_TEXTE À LIRE_.
○ ○ ○ ○

Benjamin Carlu est co-fondateur et PDG de Flipstory.com, une jeune startup parisienne spécialisée dans les flipbooks. Ces livres retracent en une soixantaine d'images une vidéo de 5 à 30 secondes, comme celles que l'on retrouve sur Youtube. Quelques mois seulement après son lancement définitif, Flipstory annonce l'arrivée de ses flipbooks au Brésil, en partenariat avec une chaîne de produits culturels locale.
Bonjour Benjamin. Flipstory est une jeune startup française. Pouvez-vous revenir pour nous sur sa création et son histoire ?
Flipstory a été créée il y a exactement un an. Nous avons pris le temps de développer la technologie, pour lancer une beta publique en novembre dernier, et finalement rendre la version définitive publique en mars, après quelques essais. Aujourd'hui, plus de 2 500 flipbooks ont été vendus, principalement par le biais de l'interface web.
Notre technologie permet d'intégrer notre créateur de flipbooks dans n'importe quel site Internet. Typiquement, un site comme Photoservice.com, qui imprime des albums photos, pourrait décider d'intégrer notre technologie en marque OEM. Nous nous sommes lancés après avoir attendu que notre technologie soit parfaitement au points. Nous avons réalisé plusieurs essais pour ça, d'où la période de beta assez importante. Aujourd'hui, nous y sommes, et nous allons finaliser notre première intégration avant la fin du mois vraisemblablement. C'est l'un des plus gros détaillants en produits culturels au Brésil, du type Fnac, qui va intégrer notre technologie. Je ne peux pas donner de nom pour l'instant, toutes les étapes techniques n'étant pas finalisées, mais ça devrait venir avant la fin du mois d'août.
Pourquoi avoir lancé un produit aussi "low-tech" sur le marché hi-tech ?
Parce qu'on s'est tout simplement aperçu qu'il n'y avait pas de produit qui alliait la vidéo et le toucher. Il n'y a aucune possibilité de matérialiser une vidéo, autrement qu'en la gravant sur DVD. Dans le même temps, nous avons vu une explosion des albums photo, et nous avons cherché un produit qui pourrait se ramener à ça. Finalement, on se rend compte que la majorité des petites vidéos en ligne peuvent très bien se rapporter à un objet un peu rétro comme le flipbook. Ca convient parfaitement. Pour l'impression des images statiques, toutes les technologies et moyens de distribution sont en face. Il manquait la même chose pour la vidéo.
Notre problématique est en fait la suivante : on se rend compte que les gens aiment les vidéos, et que la plupart des téléphones ou appareils photo / vidéo sont capables de filmer. Mais finalement, peu de gens les regardent après, alors que les photos, c'est assez rapide à consulter sur un écran ou un album. Beaucoup de nos utilisateurs sont contents de pouvoir retrouver un format papier à poser sur la table, qui plus est assez ludique.

○ ○ ○ ○

_CONSIGNES_.
(1) Citez l'entretien sur Flipstory de « Notre technologie permet » à « du mois d'août. ».
(2) Continuez l'entretien sur Flipstory après sa dernière phrase.

_MATÉRIEL_.
○ ○ ○ ○

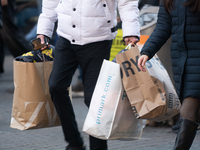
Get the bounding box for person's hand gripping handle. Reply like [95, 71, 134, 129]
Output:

○ ○ ○ ○

_RÉPONSES DANS L'ORDRE_.
(1)
Notre technologie permet d'intégrer notre créateur de flipbooks dans n'importe quel site Internet. Typiquement, un site comme Photoservice.com, qui imprime des albums photos, pourrait décider d'intégrer notre technologie en marque OEM. Nous nous sommes lancés après avoir attendu que notre technologie soit parfaitement au points. Nous avons réalisé plusieurs essais pour ça, d'où la période de beta assez importante. Aujourd'hui, nous y sommes, et nous allons finaliser notre première intégration avant la fin du mois vraisemblablement. C'est l'un des plus gros détaillants en produits culturels au Brésil, du type Fnac, qui va intégrer notre technologie. Je ne peux pas donner de nom pour l'instant, toutes les étapes techniques n'étant pas finalisées, mais ça devrait venir avant la fin du mois d'août.

(2)
Ca reste malgré tout un produit hi-tech. Il y a un algorithme puissant de transformation d'image. Et techniquement, nous gérons plus de 90% des codecs dans notre serveur. Ces codecs ne sont pas forcément difficiles à lire, et nous gérons très bien 99% d'entre eux sur les appareils courants, et les logiciels de montage grand public intégrés aux systèmes d'exploitation. Mais notre problématique n'est pas que la lecture. Nous devons aussi extraire les images, et les vérifier pour qu'il n'y ait pas d'erreur flagrante ou d'image noire correspondant à un fondu par exemple. L'algorithme s'en charge, même si nous avons une petite vérification humaine à la fin pour être sûr qu'il n'y a pas d'erreur significative.
Ce qui est plus difficile, c'est l'intégration de nouveaux codecs. Nous sommes en train d'implémenter le WebM de Google, par exemple, et il y aura toujours de nouveaux appareils, avec de nouveaux codecs... Il nous faut une à trois semaines pour les intégrer, en fonction de la phase de test. C'est un vrai travail, mais pour l'instant nous n'avons pas de retour d'utilisateur qui soit décevant.
Vous lancez votre premier partenariat au Brésil... Pourquoi pas en Europe ?
D'abord, il faut préciser que nous sommes présents en Europe. Nous fabriquons les flipbooks en France, et nous les expédions dans toute l'Europe pour un prix total de 7,99 euros. Nous nous dirigeons vers une version anglaise à la rentrée, et un site allemand avant la fin de l'année. Cela nous permettra essentiellement de toucher les pays du nord de l'Europe, et nous évaluons dans le même temps les marchés italien et espagnol pour voir ce qui est envisageable.
Pour le Brésil, le choix nous semble stratégiquement intéressant. Nous tentons à chaque fois de partir de l'approche que font les gens de la vidéo et du partage de la vidéo. Nous avons rapidement vu que le Brésil était un pays latin, catholique, et avec une dimension familiale et une culture du cadeau très implantées. Le Flipbook est idéal dans ce contexte, car c'est le Youtube pour les grands-parents. C'est un usage qui nous a étonné : nous pensions certes que la famille aurait un impact important dans nos activités, mais c'est la majorité des usages.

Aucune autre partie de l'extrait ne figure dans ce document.